(Exercise materials begins)

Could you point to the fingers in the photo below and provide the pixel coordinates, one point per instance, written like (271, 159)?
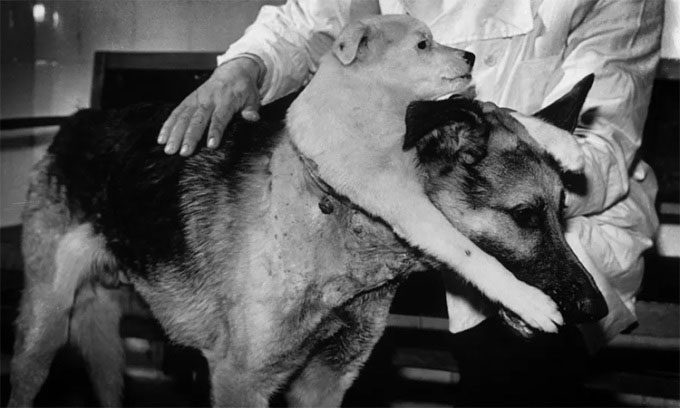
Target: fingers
(194, 132)
(169, 123)
(252, 106)
(218, 123)
(179, 129)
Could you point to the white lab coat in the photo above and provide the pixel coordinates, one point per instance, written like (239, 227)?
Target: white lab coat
(529, 53)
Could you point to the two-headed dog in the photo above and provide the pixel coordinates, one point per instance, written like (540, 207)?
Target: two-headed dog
(248, 255)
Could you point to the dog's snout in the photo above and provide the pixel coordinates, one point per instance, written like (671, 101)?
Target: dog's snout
(469, 58)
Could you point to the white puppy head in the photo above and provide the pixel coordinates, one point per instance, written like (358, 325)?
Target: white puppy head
(398, 53)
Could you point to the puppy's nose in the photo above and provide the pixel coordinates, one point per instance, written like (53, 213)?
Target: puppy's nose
(469, 58)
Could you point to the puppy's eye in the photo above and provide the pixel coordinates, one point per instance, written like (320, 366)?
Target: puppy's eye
(526, 217)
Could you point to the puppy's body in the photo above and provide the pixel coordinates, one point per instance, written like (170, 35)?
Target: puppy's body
(243, 253)
(349, 121)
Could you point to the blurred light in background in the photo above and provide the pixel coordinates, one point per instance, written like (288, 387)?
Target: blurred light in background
(39, 12)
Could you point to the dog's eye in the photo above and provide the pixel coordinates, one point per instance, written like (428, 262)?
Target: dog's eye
(526, 217)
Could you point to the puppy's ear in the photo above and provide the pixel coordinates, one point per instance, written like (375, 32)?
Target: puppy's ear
(564, 112)
(350, 42)
(444, 130)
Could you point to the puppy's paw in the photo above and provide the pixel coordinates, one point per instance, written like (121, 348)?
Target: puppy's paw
(534, 307)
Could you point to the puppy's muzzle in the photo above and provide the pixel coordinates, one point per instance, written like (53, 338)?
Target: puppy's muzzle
(469, 58)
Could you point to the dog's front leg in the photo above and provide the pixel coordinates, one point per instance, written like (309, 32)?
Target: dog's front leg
(41, 330)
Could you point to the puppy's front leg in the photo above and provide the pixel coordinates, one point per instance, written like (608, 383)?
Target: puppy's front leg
(403, 205)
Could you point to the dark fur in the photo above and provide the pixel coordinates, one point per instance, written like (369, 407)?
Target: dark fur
(183, 231)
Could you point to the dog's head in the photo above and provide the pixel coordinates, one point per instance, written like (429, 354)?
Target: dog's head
(398, 52)
(506, 193)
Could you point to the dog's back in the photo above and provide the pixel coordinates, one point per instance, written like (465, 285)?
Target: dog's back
(105, 202)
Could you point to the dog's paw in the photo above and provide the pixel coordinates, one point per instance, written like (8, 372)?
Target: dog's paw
(534, 307)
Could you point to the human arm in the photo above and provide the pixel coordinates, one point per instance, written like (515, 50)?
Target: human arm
(619, 42)
(283, 45)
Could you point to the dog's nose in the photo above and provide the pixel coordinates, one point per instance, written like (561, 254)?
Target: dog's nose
(469, 58)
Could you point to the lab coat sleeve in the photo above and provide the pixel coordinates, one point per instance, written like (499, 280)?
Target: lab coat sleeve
(289, 40)
(619, 41)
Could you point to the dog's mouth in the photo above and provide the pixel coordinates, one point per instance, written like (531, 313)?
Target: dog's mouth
(459, 85)
(464, 77)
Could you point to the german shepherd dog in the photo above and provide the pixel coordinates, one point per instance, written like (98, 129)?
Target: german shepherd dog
(244, 253)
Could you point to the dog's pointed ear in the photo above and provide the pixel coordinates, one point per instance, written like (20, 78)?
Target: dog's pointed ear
(444, 129)
(564, 112)
(350, 42)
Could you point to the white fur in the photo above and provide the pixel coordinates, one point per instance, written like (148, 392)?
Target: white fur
(350, 122)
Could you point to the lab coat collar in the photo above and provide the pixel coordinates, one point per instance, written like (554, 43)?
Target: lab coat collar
(464, 20)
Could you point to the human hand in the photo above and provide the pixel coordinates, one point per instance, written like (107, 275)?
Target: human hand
(231, 88)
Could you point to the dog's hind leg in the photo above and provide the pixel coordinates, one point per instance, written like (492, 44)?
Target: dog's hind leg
(95, 331)
(332, 370)
(56, 263)
(41, 330)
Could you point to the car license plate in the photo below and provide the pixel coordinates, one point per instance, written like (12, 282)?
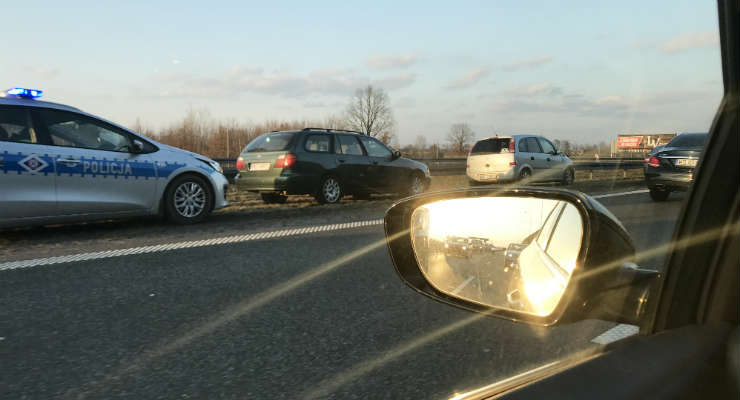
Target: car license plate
(259, 166)
(686, 162)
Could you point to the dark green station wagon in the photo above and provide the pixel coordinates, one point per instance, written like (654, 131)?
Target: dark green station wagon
(326, 164)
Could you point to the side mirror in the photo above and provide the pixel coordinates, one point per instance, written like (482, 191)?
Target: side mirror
(542, 256)
(138, 146)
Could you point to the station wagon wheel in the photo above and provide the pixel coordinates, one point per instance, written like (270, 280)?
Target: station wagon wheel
(416, 185)
(568, 177)
(188, 200)
(330, 191)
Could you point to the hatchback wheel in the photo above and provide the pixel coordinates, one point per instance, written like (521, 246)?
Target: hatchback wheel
(188, 200)
(330, 191)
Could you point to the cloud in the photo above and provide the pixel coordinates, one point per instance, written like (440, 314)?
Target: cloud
(528, 63)
(562, 104)
(241, 80)
(689, 41)
(469, 79)
(404, 102)
(314, 104)
(396, 82)
(534, 90)
(392, 60)
(41, 71)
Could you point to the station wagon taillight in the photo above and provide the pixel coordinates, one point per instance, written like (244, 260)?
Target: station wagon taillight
(654, 162)
(285, 160)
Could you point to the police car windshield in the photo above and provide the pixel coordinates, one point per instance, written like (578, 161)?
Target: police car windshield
(688, 140)
(271, 142)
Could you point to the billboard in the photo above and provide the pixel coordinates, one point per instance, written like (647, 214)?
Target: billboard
(639, 143)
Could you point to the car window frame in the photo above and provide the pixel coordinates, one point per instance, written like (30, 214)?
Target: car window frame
(31, 125)
(37, 116)
(534, 139)
(308, 137)
(362, 148)
(554, 149)
(519, 145)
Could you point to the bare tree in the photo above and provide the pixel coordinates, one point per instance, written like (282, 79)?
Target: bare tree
(420, 145)
(460, 137)
(369, 112)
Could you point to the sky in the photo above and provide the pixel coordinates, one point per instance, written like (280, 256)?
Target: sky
(501, 220)
(581, 70)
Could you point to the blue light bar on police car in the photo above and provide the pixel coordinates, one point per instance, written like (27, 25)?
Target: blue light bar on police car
(25, 93)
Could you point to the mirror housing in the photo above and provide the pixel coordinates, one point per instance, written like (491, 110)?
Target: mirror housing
(606, 284)
(138, 146)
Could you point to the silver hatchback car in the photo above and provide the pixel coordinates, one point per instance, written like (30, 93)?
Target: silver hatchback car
(60, 164)
(518, 157)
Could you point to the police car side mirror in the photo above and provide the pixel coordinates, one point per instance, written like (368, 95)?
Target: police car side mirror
(138, 147)
(535, 255)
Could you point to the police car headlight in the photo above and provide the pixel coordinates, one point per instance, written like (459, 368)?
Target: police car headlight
(216, 166)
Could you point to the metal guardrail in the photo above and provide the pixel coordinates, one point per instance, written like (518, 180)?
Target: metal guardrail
(450, 166)
(454, 166)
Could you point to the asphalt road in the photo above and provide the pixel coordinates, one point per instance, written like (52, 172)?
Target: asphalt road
(320, 315)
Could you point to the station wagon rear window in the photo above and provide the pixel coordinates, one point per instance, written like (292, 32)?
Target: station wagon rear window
(491, 146)
(277, 141)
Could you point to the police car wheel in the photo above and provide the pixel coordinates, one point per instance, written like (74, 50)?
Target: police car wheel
(189, 200)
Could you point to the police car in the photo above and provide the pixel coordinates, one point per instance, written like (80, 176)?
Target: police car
(58, 163)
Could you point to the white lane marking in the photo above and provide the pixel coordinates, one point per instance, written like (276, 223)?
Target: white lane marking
(462, 285)
(186, 245)
(601, 196)
(619, 332)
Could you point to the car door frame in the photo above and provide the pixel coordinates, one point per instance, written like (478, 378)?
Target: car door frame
(18, 151)
(556, 167)
(352, 168)
(697, 308)
(142, 168)
(380, 171)
(533, 158)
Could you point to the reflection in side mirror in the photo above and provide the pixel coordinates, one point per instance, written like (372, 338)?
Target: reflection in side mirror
(515, 253)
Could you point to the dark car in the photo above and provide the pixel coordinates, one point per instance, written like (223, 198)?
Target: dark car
(672, 167)
(326, 164)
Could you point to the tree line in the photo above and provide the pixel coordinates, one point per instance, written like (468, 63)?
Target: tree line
(368, 111)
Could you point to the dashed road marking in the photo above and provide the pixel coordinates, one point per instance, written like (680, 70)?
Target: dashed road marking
(601, 196)
(187, 245)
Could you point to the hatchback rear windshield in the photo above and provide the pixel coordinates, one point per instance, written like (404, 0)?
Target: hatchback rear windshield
(688, 140)
(489, 146)
(270, 142)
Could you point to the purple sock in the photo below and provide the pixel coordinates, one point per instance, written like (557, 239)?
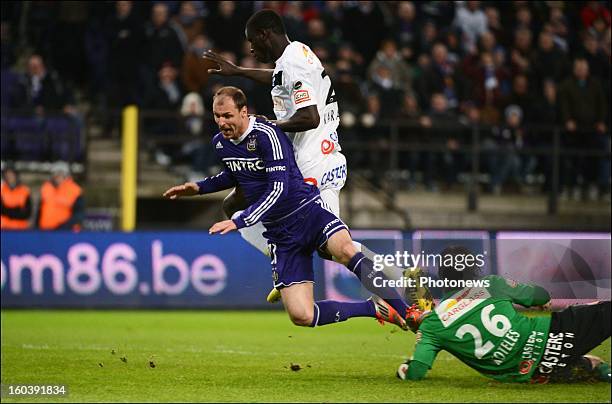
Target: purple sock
(363, 267)
(331, 311)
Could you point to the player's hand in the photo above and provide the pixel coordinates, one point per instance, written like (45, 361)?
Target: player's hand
(187, 189)
(226, 68)
(259, 116)
(546, 307)
(223, 227)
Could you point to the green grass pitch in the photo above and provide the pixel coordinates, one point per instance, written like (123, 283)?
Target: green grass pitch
(226, 356)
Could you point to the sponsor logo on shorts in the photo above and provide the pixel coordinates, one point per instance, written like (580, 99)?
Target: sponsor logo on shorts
(327, 146)
(252, 144)
(556, 352)
(461, 303)
(245, 165)
(335, 175)
(275, 169)
(330, 224)
(301, 96)
(525, 367)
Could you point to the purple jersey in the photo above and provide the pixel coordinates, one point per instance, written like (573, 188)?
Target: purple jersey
(261, 161)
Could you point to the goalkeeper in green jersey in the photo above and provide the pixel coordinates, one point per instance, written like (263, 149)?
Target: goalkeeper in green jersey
(481, 327)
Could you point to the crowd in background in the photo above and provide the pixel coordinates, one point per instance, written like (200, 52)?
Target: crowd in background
(512, 67)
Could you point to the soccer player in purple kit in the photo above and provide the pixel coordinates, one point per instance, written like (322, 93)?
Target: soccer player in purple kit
(259, 157)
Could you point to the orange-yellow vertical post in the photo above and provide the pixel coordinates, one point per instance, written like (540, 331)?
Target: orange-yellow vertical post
(129, 166)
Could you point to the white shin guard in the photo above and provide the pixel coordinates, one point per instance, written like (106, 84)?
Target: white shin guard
(254, 235)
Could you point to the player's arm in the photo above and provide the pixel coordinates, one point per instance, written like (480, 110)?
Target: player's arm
(527, 295)
(297, 79)
(304, 119)
(227, 68)
(271, 152)
(223, 180)
(425, 352)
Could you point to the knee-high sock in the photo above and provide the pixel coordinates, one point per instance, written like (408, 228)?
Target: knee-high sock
(363, 267)
(254, 235)
(331, 311)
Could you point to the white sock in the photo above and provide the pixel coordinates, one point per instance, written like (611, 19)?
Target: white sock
(254, 235)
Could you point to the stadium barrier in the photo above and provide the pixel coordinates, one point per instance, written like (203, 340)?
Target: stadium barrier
(197, 270)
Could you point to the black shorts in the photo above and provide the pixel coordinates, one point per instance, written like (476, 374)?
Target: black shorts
(574, 332)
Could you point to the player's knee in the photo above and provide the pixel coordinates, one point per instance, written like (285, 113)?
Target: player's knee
(302, 317)
(229, 206)
(345, 253)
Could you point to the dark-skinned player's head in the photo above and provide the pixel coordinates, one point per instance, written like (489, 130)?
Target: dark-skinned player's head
(454, 265)
(261, 29)
(230, 111)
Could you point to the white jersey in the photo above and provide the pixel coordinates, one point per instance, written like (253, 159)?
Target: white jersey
(300, 81)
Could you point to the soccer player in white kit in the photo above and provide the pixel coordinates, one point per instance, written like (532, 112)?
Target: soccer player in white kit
(304, 104)
(306, 109)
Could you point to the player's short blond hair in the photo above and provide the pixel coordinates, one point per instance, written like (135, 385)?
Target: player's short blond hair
(236, 94)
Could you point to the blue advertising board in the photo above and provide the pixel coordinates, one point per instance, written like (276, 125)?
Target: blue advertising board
(142, 269)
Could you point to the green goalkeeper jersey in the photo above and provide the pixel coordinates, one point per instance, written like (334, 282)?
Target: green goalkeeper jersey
(481, 327)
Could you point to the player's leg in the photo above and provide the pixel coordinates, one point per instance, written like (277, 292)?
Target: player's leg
(574, 332)
(293, 275)
(417, 294)
(233, 205)
(340, 245)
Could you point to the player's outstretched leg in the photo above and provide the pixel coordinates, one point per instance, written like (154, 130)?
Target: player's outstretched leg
(304, 311)
(340, 245)
(254, 235)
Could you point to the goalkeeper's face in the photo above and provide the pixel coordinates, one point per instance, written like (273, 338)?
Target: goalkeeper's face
(231, 120)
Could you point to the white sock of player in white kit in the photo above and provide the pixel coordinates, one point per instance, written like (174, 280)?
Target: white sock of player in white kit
(254, 235)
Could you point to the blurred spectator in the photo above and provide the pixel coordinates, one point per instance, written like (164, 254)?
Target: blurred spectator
(61, 204)
(547, 111)
(125, 39)
(16, 202)
(442, 77)
(387, 92)
(165, 98)
(472, 22)
(599, 62)
(406, 30)
(221, 27)
(162, 42)
(42, 90)
(294, 23)
(8, 56)
(363, 14)
(389, 58)
(520, 54)
(593, 11)
(547, 61)
(428, 37)
(346, 85)
(490, 82)
(439, 124)
(67, 45)
(583, 113)
(495, 26)
(188, 23)
(503, 159)
(194, 72)
(522, 96)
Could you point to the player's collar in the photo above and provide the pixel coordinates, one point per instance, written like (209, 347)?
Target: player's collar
(246, 132)
(284, 51)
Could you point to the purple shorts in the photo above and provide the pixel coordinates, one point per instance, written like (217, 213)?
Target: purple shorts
(293, 240)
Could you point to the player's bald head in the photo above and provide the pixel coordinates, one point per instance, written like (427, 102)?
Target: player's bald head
(234, 93)
(266, 20)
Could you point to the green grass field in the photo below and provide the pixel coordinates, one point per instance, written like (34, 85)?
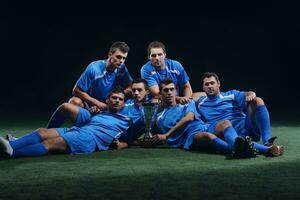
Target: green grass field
(160, 173)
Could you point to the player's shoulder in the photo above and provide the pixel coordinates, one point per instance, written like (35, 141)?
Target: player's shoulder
(174, 64)
(97, 64)
(147, 66)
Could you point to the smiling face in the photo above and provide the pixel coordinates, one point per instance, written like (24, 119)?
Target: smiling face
(157, 57)
(211, 86)
(116, 58)
(168, 94)
(139, 92)
(115, 102)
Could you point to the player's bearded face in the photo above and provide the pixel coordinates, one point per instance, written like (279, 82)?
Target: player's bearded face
(116, 102)
(168, 94)
(211, 86)
(139, 92)
(117, 58)
(157, 57)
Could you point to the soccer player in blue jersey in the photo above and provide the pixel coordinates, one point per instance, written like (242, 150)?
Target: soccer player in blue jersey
(216, 106)
(95, 135)
(99, 78)
(133, 108)
(180, 125)
(159, 67)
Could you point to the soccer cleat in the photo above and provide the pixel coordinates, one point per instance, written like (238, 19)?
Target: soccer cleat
(10, 137)
(243, 148)
(275, 150)
(5, 146)
(271, 141)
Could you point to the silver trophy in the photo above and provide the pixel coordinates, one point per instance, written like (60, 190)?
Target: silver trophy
(149, 115)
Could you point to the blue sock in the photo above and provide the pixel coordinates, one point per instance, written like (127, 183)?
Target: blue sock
(263, 122)
(229, 136)
(260, 148)
(30, 138)
(56, 120)
(30, 151)
(220, 145)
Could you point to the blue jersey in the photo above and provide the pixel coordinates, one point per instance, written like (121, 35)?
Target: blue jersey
(173, 71)
(101, 130)
(169, 117)
(98, 82)
(136, 113)
(226, 106)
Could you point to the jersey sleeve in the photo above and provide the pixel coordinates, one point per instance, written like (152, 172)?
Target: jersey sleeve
(146, 75)
(86, 79)
(239, 98)
(183, 77)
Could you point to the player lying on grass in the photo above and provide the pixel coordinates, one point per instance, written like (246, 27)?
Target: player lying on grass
(133, 108)
(216, 106)
(97, 134)
(181, 126)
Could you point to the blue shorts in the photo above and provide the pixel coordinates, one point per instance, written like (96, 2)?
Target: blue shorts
(243, 127)
(83, 117)
(78, 142)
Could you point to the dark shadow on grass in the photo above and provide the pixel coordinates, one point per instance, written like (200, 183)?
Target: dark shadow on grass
(276, 181)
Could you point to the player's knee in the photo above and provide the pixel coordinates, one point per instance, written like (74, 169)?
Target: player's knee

(Exercise materials ends)

> _Work request_: Take exactly the lines from the one containing "Target: green grass pitch" through the one containing "Could you point to the sponsor" in the data above, and output them with nothing added.

> _Result for this exercise_:
Target: green grass pitch
(226, 356)
Could you point to the sponsor logo on shorts in the photo above and provide the pixel coordinates, one point per instance, written like (580, 99)?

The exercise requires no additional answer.